Written request a -> In the listing below, lay out the stretch from the line containing "Reviewer note: every instance of the young" through the line containing "Target: young girl" as a JSON list of strings, with one string per line and blank lines left out.

More Equations

There are various types of equations each that have techniques which we can apply to certain equations to make them easier to solve. However, they employ the same basic algebraic rules and these rules never change.

Rational Exponents

A rational exponent is an exponent which indicates a power in the numerator and a root in the denominator. There are a various number of ways to express terms with rational exponents. This includes $a^{\frac{m}{n}} = (a^{\frac{1}{n}})^m = (a^m)^{\frac{1}{n}} = \sqrt[n]{a^m} = (\sqrt[n]{a})^m$.

A technique to solving equations with variables raised to a rational exponent is by raising both sides of the equation to the reciprocal of the exponent in order to eliminate the exponent on the variable term.

The records ->
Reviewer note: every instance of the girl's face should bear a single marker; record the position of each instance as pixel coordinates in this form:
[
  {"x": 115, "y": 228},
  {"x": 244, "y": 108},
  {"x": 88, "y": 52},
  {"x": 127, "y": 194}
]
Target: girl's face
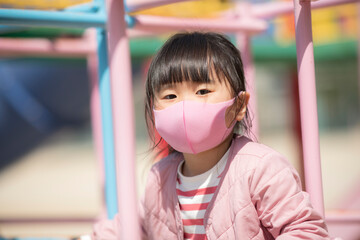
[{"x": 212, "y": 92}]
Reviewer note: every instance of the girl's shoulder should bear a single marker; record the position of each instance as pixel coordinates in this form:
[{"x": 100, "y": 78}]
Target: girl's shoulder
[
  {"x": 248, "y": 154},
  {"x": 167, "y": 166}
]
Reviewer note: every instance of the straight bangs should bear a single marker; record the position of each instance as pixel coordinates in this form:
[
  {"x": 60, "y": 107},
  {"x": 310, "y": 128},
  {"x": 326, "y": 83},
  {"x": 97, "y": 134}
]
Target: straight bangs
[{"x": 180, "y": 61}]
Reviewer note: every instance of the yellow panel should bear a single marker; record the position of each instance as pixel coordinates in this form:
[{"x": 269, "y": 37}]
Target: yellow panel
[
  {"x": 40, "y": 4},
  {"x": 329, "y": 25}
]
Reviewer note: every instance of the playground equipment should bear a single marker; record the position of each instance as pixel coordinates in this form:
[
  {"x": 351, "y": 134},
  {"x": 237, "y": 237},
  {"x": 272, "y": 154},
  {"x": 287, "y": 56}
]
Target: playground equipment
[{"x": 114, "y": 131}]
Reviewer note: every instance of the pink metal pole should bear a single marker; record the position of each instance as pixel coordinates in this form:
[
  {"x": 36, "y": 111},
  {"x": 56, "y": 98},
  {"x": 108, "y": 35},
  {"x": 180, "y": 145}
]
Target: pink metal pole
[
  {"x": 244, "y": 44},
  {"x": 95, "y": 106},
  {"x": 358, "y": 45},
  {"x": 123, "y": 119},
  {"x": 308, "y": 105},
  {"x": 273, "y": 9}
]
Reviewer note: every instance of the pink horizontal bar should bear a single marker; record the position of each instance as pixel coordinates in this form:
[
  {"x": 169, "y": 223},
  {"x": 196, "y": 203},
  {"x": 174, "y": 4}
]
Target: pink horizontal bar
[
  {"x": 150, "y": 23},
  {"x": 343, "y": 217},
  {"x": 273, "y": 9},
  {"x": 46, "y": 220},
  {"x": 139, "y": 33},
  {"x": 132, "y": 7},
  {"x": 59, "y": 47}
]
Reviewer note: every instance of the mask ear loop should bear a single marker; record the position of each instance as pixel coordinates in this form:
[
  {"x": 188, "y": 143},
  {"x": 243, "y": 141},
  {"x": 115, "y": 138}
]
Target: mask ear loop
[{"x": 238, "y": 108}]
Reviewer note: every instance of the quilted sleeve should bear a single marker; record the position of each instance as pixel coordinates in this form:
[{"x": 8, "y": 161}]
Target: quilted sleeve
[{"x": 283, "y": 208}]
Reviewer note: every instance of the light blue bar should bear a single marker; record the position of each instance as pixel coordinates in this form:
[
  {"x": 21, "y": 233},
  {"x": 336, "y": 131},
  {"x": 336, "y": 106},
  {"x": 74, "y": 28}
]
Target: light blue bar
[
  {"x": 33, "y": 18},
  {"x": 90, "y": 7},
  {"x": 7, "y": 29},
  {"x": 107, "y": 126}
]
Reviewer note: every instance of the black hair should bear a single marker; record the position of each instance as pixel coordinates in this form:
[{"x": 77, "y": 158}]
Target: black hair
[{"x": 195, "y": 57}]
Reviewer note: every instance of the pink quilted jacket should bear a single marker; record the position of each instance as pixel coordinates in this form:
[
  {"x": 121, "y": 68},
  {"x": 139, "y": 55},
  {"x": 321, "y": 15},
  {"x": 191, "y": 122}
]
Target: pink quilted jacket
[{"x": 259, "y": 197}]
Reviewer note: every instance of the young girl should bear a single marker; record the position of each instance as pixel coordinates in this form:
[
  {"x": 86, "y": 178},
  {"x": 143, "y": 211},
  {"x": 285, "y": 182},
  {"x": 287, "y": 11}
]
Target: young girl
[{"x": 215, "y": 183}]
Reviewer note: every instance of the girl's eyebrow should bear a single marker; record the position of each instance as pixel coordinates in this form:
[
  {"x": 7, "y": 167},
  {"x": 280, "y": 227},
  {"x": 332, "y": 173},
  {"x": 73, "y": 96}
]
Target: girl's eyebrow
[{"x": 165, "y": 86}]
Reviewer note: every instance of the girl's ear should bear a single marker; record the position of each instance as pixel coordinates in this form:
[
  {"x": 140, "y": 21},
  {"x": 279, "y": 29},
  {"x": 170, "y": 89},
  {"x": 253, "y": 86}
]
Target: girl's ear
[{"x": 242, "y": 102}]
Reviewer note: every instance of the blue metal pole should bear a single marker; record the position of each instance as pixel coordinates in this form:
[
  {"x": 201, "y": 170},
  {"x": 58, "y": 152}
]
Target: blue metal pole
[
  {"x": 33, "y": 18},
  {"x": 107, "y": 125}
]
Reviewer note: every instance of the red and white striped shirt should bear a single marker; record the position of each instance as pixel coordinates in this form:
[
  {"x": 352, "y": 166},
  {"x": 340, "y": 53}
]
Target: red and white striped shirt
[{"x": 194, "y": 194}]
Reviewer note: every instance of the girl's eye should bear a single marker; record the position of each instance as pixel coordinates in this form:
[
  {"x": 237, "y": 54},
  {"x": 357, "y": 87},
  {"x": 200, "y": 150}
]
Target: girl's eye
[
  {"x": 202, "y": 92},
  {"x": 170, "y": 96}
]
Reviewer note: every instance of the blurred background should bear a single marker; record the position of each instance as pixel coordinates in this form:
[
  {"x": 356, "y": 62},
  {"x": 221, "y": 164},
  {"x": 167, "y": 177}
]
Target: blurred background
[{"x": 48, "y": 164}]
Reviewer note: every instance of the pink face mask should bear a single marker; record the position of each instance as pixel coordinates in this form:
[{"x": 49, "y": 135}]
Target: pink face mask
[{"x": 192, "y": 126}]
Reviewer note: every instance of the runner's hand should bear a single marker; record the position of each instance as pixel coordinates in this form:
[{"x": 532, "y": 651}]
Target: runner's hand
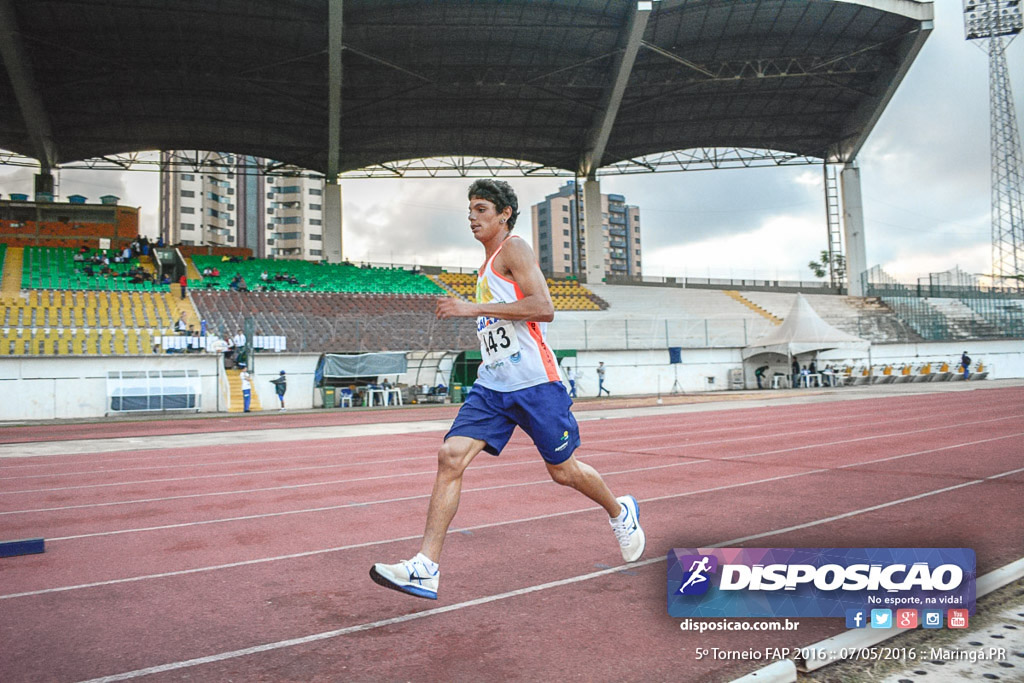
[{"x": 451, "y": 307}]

Written request b -> Proceed with the page on equations with rational exponents, starting after its final sentence.

Answer a ->
[
  "Reviewer note: every instance of the young girl should bear a single marker; record the position of each instance as pixel coordinates in this form:",
  "[",
  "  {\"x\": 86, \"y\": 178},",
  "  {\"x\": 143, \"y\": 211},",
  "  {\"x\": 285, \"y\": 182},",
  "  {\"x\": 287, \"y\": 11}",
  "]",
  "Target: young girl"
]

Answer b ->
$\underline{Example}$

$x^{\frac{3}{2}} = 125$

$(x^{\frac{3}{2}})^{\frac{2}{3}} = 125^{\frac{2}{3}}$

$x = (\sqrt[3]{125})^2$

$x = 5^2$

$x = 25$

Solving By Factoring

Factoring and using the zero-product property is a valuable technique for many types of polynomial equations with degrees higher than $2$. A polynomial of degree $n$ is an expression of the type $a_nx^n + a_{n - 1}x^{n-1} + ... + a_2x^2 + a_1x + a_0$ where $n$ is a positive integer and $a_n, ... ,a_0$ are real numbers and $a_n \neq 0$. Setting the polynomial to zero converts this polynomial into a polynomial equation.

$\underline{Example}$

$12x^4 = 3x^2$

$12x^4 - 3x^2 = 0$

$3x^2(4x^2 - 1) = 0$

$4x^2 - 1 \to (2x + 1)(2x - 1)$

$3x^2(2x + 1)(2x - 1) = 0$

$3x^2 = 0 \to x = 0$

$2x + 1 = 0 \to x = -\frac{1}{2}$

$2x - 1 = 0 \to x = \frac{1}{2}$

$x = -\frac{1}{2}, 0, \frac{1}{2}$

note

The total number of solutions (real and complex) to a polynomial equation is equal or less than the highest exponent $n$.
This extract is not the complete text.